>> Begin Passage shown

Trees, too, take their cues from changes in the length of the day in the north, since the earth’s orbit is more reliable than yearly temperature patterns as an indicator of the coming change in the seasons.

At the equinox, the length of the day and night is pretty much the same all over the world.

I had to review the science of how that works. The earth’s axis is tilted at a fixed angle of about 23.5° as it travels around the sun. That means the northern part of the earth is sometimes tipped towards the sun (summer), and sometimes away (winter). As the orbit continues, there are two points when the earth’s tilt is sideways to the sun, and then both northern and southern hemispheres receive roughly equal amounts of sunlight. After the September equinox, it is the southern hemisphere that will be tilted more and more towards the sun, while the north heads towards winter.

Photo courtesy of http://spaceplace.nasa.gov/seasons/en/.
Photo courtesy of http://spaceplace.nasa.gov/seasons/en/.

At the Equator the amount of sunlight and the length of the days and nights are pretty much always the same.

St. John is 18.3° north of the Equator. That puts it within what is called the tropical zone, which extends 23.5° north and south of the equator. This is the area of the earth’s surface that gets the most direct sunlight all year.

Starting in late September, St. John does experience some changes due to the shifts in the earth’s orbit. The days are about two hours shorter in the winter, and the water temperature can go as low as 78°F. Brrrr.

>> End Passage shown
>> Begin Extracted entries

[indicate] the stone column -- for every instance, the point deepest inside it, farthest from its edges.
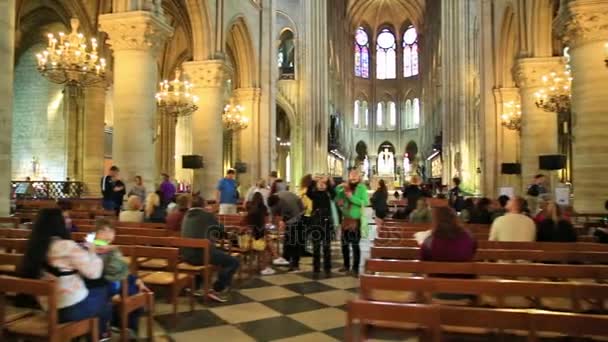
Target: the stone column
(7, 55)
(94, 140)
(136, 38)
(585, 30)
(538, 127)
(249, 141)
(209, 78)
(183, 146)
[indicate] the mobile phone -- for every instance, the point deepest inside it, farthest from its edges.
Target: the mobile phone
(90, 238)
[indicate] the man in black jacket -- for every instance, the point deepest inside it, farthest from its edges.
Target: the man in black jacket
(201, 224)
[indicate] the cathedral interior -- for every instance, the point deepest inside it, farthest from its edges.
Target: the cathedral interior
(493, 92)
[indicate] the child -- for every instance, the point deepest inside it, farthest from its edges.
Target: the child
(115, 269)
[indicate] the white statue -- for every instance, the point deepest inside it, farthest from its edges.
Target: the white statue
(386, 163)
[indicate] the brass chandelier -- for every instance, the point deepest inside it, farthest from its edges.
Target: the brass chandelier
(554, 96)
(233, 118)
(68, 59)
(174, 97)
(511, 118)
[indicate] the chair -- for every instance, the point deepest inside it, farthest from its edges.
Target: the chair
(203, 270)
(43, 326)
(171, 278)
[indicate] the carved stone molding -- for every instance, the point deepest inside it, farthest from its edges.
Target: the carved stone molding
(137, 30)
(247, 95)
(582, 21)
(208, 74)
(529, 71)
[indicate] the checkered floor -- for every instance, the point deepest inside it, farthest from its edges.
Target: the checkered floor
(281, 307)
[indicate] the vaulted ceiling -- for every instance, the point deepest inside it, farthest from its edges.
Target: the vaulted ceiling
(378, 12)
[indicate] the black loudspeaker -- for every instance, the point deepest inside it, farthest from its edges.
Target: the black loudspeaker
(192, 162)
(552, 162)
(510, 168)
(240, 167)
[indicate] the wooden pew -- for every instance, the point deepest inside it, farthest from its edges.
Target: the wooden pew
(553, 271)
(434, 319)
(409, 253)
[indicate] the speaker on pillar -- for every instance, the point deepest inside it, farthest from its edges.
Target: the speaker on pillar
(192, 162)
(552, 162)
(510, 168)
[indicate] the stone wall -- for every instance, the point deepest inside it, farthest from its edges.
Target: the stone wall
(39, 127)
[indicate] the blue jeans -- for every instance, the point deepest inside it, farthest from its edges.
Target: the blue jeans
(228, 266)
(96, 304)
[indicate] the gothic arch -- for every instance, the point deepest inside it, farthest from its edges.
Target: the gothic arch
(239, 41)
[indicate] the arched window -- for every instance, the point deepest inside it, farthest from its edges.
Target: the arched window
(392, 115)
(356, 113)
(386, 56)
(410, 52)
(361, 53)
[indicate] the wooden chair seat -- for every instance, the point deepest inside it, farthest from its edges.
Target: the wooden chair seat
(162, 278)
(184, 266)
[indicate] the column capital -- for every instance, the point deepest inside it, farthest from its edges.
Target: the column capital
(582, 21)
(529, 71)
(212, 73)
(247, 95)
(137, 30)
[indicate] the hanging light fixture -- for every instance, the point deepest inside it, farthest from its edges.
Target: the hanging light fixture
(554, 96)
(174, 97)
(68, 59)
(233, 118)
(511, 118)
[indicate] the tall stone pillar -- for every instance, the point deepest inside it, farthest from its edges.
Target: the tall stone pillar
(585, 30)
(538, 127)
(249, 141)
(136, 38)
(94, 140)
(183, 146)
(7, 56)
(209, 78)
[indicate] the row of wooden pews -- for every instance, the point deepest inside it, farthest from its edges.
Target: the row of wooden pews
(511, 290)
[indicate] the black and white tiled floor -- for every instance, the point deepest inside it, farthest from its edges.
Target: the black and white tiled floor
(281, 307)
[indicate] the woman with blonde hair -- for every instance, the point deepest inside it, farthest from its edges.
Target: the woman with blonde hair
(133, 212)
(554, 227)
(153, 210)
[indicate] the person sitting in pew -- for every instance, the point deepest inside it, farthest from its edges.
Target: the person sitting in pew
(52, 254)
(554, 227)
(133, 212)
(513, 226)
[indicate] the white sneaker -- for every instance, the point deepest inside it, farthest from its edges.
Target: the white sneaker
(268, 271)
(280, 262)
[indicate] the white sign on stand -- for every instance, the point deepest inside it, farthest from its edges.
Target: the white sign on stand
(507, 191)
(562, 195)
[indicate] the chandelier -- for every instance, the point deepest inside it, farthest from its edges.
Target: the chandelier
(174, 97)
(68, 59)
(511, 118)
(554, 96)
(233, 119)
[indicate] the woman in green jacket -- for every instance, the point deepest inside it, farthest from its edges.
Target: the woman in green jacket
(352, 198)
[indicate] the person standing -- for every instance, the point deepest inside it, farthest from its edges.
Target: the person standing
(321, 193)
(288, 206)
(513, 226)
(226, 194)
(379, 203)
(138, 189)
(167, 189)
(109, 187)
(352, 198)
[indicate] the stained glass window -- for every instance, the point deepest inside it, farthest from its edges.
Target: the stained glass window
(386, 55)
(361, 53)
(410, 52)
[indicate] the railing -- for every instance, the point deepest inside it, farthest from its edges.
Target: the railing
(46, 189)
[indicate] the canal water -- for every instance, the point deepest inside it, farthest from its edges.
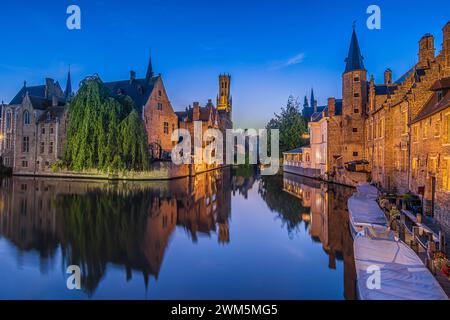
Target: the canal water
(227, 234)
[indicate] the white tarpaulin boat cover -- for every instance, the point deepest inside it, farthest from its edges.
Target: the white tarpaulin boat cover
(368, 190)
(403, 275)
(365, 211)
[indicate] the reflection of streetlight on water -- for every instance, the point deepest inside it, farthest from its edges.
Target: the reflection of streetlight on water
(1, 155)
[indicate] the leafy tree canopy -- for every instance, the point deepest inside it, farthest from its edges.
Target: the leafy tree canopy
(104, 132)
(292, 126)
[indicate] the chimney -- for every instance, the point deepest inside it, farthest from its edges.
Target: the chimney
(331, 107)
(372, 89)
(388, 76)
(54, 101)
(132, 76)
(196, 112)
(446, 45)
(426, 50)
(49, 87)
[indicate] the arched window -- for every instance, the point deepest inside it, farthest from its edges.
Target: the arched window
(26, 117)
(8, 120)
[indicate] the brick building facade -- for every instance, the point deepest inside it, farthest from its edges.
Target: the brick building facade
(396, 133)
(151, 99)
(33, 127)
(400, 129)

>> End Extracted entries

▶ Exercise requirements
- a) In the passage on the seasons:
(i) At about what angle is the earth's axis tilted?
(ii) How many degrees north of the Equator is St. John?
(iii) How low can the water temperature at St. John go?
- b) Can you copy out the passage on the seasons between "I had to review" and "heads towards winter.", inclusive?
The entries aren't needed for any of this.

▶ Outputs
- a)
(i) About 23.5°
(ii) 18.3°
(iii) 78°F

- b)
I had to review the science of how that works. The earth’s axis is tilted at a fixed angle of about 23.5° as it travels around the sun. That means the northern part of the earth is sometimes tipped towards the sun (summer), and sometimes away (winter). As the orbit continues, there are two points when the earth’s tilt is sideways to the sun, and then both northern and southern hemispheres receive roughly equal amounts of sunlight. After the September equinox, it is the southern hemisphere that will be tilted more and more towards the sun, while the north heads towards winter.